# Exercise brief
The answer must be an exact copy of the records, with every picture left out.

# Records
◇ ◇ ◇ ◇
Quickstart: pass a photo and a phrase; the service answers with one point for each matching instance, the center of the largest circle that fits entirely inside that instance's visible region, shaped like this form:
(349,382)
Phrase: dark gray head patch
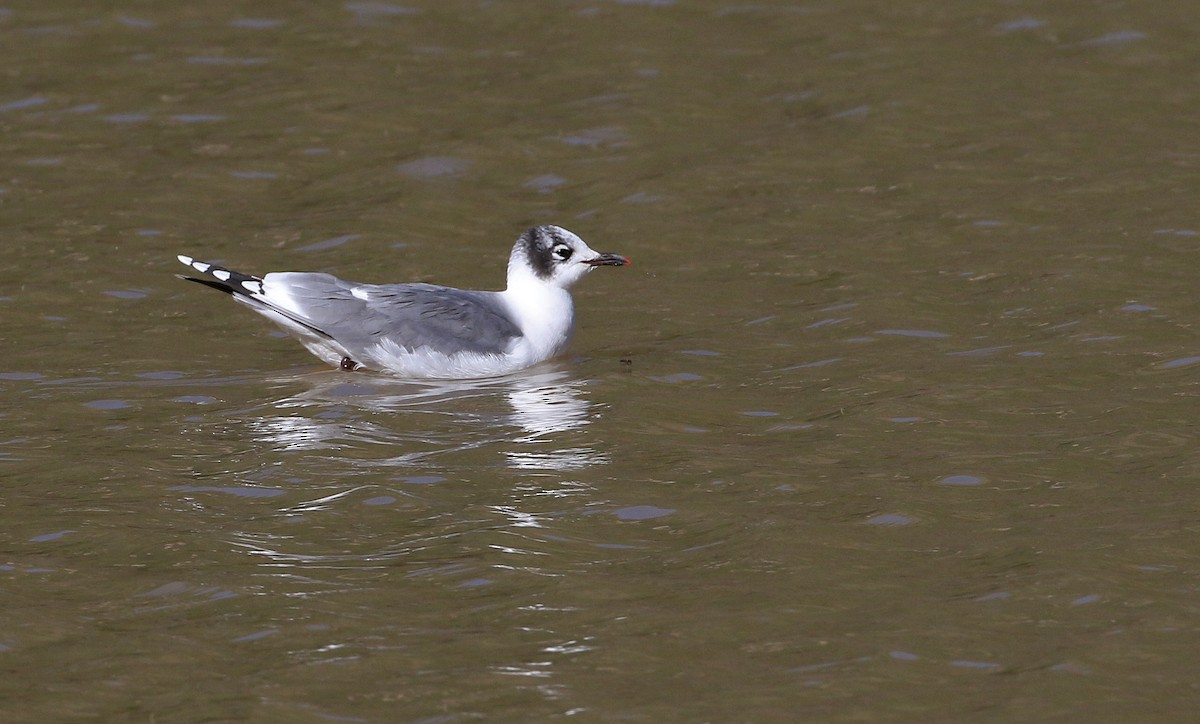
(540,244)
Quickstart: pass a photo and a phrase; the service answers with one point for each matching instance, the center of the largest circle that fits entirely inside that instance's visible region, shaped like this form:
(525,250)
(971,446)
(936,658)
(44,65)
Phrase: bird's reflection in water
(527,416)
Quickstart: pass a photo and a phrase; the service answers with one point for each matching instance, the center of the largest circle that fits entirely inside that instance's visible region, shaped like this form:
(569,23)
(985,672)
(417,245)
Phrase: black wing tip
(211,282)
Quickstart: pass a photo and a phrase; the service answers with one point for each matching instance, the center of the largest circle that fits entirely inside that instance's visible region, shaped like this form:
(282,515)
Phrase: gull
(420,330)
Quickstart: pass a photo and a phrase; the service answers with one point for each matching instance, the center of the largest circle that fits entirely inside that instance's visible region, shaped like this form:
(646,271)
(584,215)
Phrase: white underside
(544,312)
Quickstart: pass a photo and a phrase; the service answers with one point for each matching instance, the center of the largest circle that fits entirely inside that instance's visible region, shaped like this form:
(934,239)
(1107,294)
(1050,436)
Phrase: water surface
(893,417)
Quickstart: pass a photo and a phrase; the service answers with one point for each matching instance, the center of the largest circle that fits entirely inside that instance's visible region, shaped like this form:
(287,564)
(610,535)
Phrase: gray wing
(358,316)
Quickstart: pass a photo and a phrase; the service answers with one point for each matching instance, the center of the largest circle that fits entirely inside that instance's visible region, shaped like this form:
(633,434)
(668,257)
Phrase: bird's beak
(609,259)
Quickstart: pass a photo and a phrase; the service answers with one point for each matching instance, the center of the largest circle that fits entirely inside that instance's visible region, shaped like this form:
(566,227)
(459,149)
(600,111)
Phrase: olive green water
(892,419)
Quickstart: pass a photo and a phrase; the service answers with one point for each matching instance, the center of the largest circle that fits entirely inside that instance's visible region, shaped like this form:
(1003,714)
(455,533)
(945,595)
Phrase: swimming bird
(420,330)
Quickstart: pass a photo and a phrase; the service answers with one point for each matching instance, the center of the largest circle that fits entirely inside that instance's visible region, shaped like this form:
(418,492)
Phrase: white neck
(544,311)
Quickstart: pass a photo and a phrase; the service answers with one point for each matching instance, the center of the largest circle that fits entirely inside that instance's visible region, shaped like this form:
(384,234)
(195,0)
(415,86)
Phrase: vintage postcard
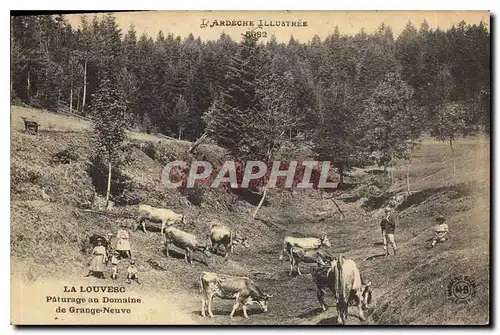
(250,168)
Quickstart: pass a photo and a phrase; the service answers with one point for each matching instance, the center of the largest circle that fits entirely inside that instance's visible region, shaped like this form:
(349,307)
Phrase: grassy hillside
(49,218)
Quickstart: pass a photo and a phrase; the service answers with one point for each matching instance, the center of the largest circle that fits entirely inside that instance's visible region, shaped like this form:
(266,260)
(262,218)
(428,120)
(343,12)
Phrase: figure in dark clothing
(388,226)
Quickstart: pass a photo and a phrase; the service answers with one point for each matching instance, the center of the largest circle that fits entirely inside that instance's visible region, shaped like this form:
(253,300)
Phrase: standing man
(388,226)
(123,242)
(441,231)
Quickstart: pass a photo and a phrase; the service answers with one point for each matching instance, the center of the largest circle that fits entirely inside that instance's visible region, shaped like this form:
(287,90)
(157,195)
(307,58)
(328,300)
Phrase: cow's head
(263,302)
(366,294)
(241,240)
(325,241)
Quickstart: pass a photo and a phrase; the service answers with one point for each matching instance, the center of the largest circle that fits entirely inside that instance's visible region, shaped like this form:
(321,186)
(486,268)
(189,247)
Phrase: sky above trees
(321,23)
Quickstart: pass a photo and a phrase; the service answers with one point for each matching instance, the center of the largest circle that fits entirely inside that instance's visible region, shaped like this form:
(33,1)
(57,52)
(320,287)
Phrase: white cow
(346,282)
(304,243)
(186,241)
(242,289)
(299,255)
(222,235)
(164,216)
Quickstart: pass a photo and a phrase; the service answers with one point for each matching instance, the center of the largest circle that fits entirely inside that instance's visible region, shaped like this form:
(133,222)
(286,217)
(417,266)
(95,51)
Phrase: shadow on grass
(178,255)
(223,312)
(311,313)
(333,320)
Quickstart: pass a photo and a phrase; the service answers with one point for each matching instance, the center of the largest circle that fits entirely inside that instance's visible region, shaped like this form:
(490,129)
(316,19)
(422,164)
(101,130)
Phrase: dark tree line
(349,95)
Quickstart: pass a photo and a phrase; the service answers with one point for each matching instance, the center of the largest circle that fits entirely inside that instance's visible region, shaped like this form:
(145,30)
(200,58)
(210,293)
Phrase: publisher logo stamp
(461,289)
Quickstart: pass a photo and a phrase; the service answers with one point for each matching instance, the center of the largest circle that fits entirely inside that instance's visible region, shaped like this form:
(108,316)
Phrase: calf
(242,289)
(324,280)
(105,241)
(30,125)
(304,243)
(157,215)
(185,241)
(346,282)
(299,255)
(222,235)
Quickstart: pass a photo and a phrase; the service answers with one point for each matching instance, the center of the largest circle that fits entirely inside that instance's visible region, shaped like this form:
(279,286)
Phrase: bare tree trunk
(341,173)
(84,85)
(198,142)
(392,170)
(28,85)
(108,191)
(71,100)
(408,176)
(260,202)
(453,156)
(78,100)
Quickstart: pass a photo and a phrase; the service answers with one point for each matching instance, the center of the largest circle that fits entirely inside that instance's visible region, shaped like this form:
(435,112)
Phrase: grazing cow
(105,241)
(299,255)
(185,241)
(157,215)
(324,280)
(222,235)
(346,281)
(304,243)
(242,289)
(30,125)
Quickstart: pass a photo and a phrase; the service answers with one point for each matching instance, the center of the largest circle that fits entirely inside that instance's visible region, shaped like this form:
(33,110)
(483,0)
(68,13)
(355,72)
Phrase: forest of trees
(349,95)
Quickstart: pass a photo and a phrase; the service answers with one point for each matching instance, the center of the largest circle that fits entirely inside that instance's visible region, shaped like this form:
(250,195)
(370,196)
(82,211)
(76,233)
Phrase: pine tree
(109,119)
◇ ◇ ◇ ◇
# Answer section
Quickstart: pass a photo and a phrase; the service answers with one point for each matching instance, the center of the largest circle that fits entirely inside that instance's visible region, shaped like this form:
(349,382)
Phrase: dark gray head patch
(540,244)
Quickstart: pass a photo and a phrase; the service answers with one point for each matching instance, the center of the largest circle that fits entirely inside that instance's visible region, shaped like this form:
(525,250)
(971,446)
(936,658)
(44,65)
Phrase: bird's reflection in water
(527,416)
Quickstart: pass a photo and a phrase; the service answers with one point for each matching instance, the center of the largest circle that fits entirely inside that instance's visible region, shaped like this form:
(569,23)
(985,672)
(417,245)
Phrase: black wing tip
(211,282)
Quickstart: pass a photo and a phrase; the service answers with one point for each matching instance, the center of the largest circle that fits entirely inside that instance's visible region, shaped like this form:
(282,515)
Phrase: gull
(420,330)
Quickstart: pass a photo and a phrase; the service answers with one point for each matching instance, the center of the largest circle that fits entirely inside that instance's visible region, shaped like this form:
(646,271)
(584,215)
Phrase: white underside
(544,312)
Quickstart: pass a photo and a phrase; the service answers with one point for each matching instance, the center of the largest circle that fits entirely inside that instance's visible region, shaped like this form:
(934,239)
(1107,294)
(1050,436)
Phrase: water surface
(893,417)
Quickstart: pass a photo and a phrase; the service answers with one point for each matching instance, the center of the largest circle that fits entirely inside that instance's visible region, shaped like this form:
(287,564)
(610,535)
Phrase: gray wing
(358,316)
Quickstart: pass a photo and a phrase; the service answers with one point for each matching instance, the center of the largest circle that fits entirely inside that instance's visible region, shaped like this form:
(633,434)
(668,257)
Phrase: bird's beak
(609,259)
Quickstart: pass a photo and a phrase; the service answers with one point for each matching instance, the center of the largest circle that fits entirely inside that instance's visible region, shaped like this form:
(566,227)
(459,149)
(600,111)
Phrase: olive green water
(892,419)
Quickstart: pass a photo and a phrase; the service answers with one point for each matching instance, the center of the largest circle that fits entirely inside that instance's visible region, shaped like this form:
(1003,714)
(455,533)
(945,595)
Phrase: swimming bird
(420,330)
Quickstart: pass a photo and a phrase; the service answers with one point for each matching instance, the center of the largest circle that fits entirely inside that instance's visible region, shaped like this form:
(418,492)
Phrase: white neck
(544,311)
Quickstart: pass a photo and a phrase; the service answers with one point for each matching instance, the center of the largest circle that fits entirely inside that instance's visible region, shaped like this form:
(384,234)
(195,0)
(415,86)
Phrase: vintage postcard
(250,168)
Quickstart: pass a photo and a phrase; the service answers with one point for each matching instance, the center of the largest circle that fits entirely inside that instance's visible region, shaped like this form:
(349,307)
Phrase: grassy hillside
(49,218)
Quickstart: pass a photo and a phrase; the service answers with one point for each matching instance, the center of the largest circle that fits entirely inside that instance's visible region, shaped like this form:
(266,260)
(262,218)
(428,120)
(343,12)
Phrase: figure in dark clothing
(388,226)
Quickstart: pass a photo and a phrase; the service answers with one point for each matching instance, the center of the largest circle that fits entirely inside that instance's visible region, shaped like this form:
(253,300)
Phrase: standing man
(388,226)
(123,242)
(441,231)
Quickstart: pass a photo and a phrase; the service answers with one point for each matching instance, the center of the largest circle that fits entirely inside that instance's visible region, shaped like this form:
(287,90)
(157,195)
(307,58)
(328,300)
Phrase: cow's head
(263,302)
(366,294)
(241,240)
(325,241)
Quickstart: pass a photo and a phrase; the service answers with one point for each matching instance, the center of the largest circle that fits entirely inside that instance's visible region, shaped like this form:
(321,186)
(486,268)
(189,247)
Phrase: sky above trees
(321,23)
Quickstart: pass a photo and a phrase; the service answers with one point for each matching instance, the center of the largest circle that fits entirely inside that instance's visible region, shaped like this form:
(33,1)
(57,52)
(320,287)
Phrase: white cow
(346,282)
(304,243)
(186,241)
(242,289)
(299,255)
(222,235)
(164,216)
Quickstart: pass a photo and a phrase; the service answers with one point for each matching instance, the center of the largest circle that fits entirely inside that instance's visible region, shaped like this form:
(133,222)
(286,217)
(417,266)
(95,51)
Phrase: shadow on grass
(178,255)
(223,312)
(311,313)
(333,320)
Quickstart: pass a photo and a phrase; the service answers with one point for each matching instance, the center of the largest circle that fits entirely inside that instance's visible region, shaped like this form:
(490,129)
(316,19)
(422,164)
(101,130)
Phrase: dark tree line
(349,95)
Quickstart: pass a photo and a phrase; the service answers with one point for each matching instance, the center of the largest circle that fits entirely inside that instance's visible region, shaped like this form:
(145,30)
(200,58)
(210,293)
Phrase: publisher logo stamp
(461,289)
Quickstart: pass a photo and a phrase; the service answers with one point for each matching instance, the center of the largest circle that fits entirely inside that instance's visible region, shaped like this form:
(108,316)
Phrase: calf
(242,289)
(324,280)
(105,241)
(30,125)
(304,243)
(157,215)
(185,241)
(346,282)
(299,255)
(222,235)
Quickstart: pass a photo and a phrase; the service answers with one point for each matching instance, the center of the largest circle that fits entirely inside that instance's visible region, shaped like this form:
(279,286)
Phrase: bare tree trunk
(341,173)
(84,85)
(198,142)
(392,170)
(28,85)
(108,191)
(71,100)
(408,176)
(260,202)
(453,156)
(78,100)
Quickstart: pass a photo and a phrase; the service answers with one point for each matching instance, the center of the largest circle that fits entirely inside that instance's visible region, shaped like this form:
(435,112)
Phrase: grazing cow
(105,241)
(299,255)
(185,241)
(157,215)
(324,280)
(222,235)
(346,281)
(304,243)
(242,289)
(30,125)
Quickstart: pass a photo and a phrase; the service answers with one point for each matching instance, the center of the largest circle that fits entirely inside that instance's visible region, shaped like this form:
(33,110)
(483,0)
(68,13)
(355,72)
Phrase: forest of trees
(349,95)
Quickstart: pass a photo and a phrase; the service answers with one point for each matching instance, the center of the largest circle that fits entirely inside that instance's visible region, shaped like this form:
(250,195)
(370,196)
(82,211)
(76,233)
Phrase: pine tree
(109,119)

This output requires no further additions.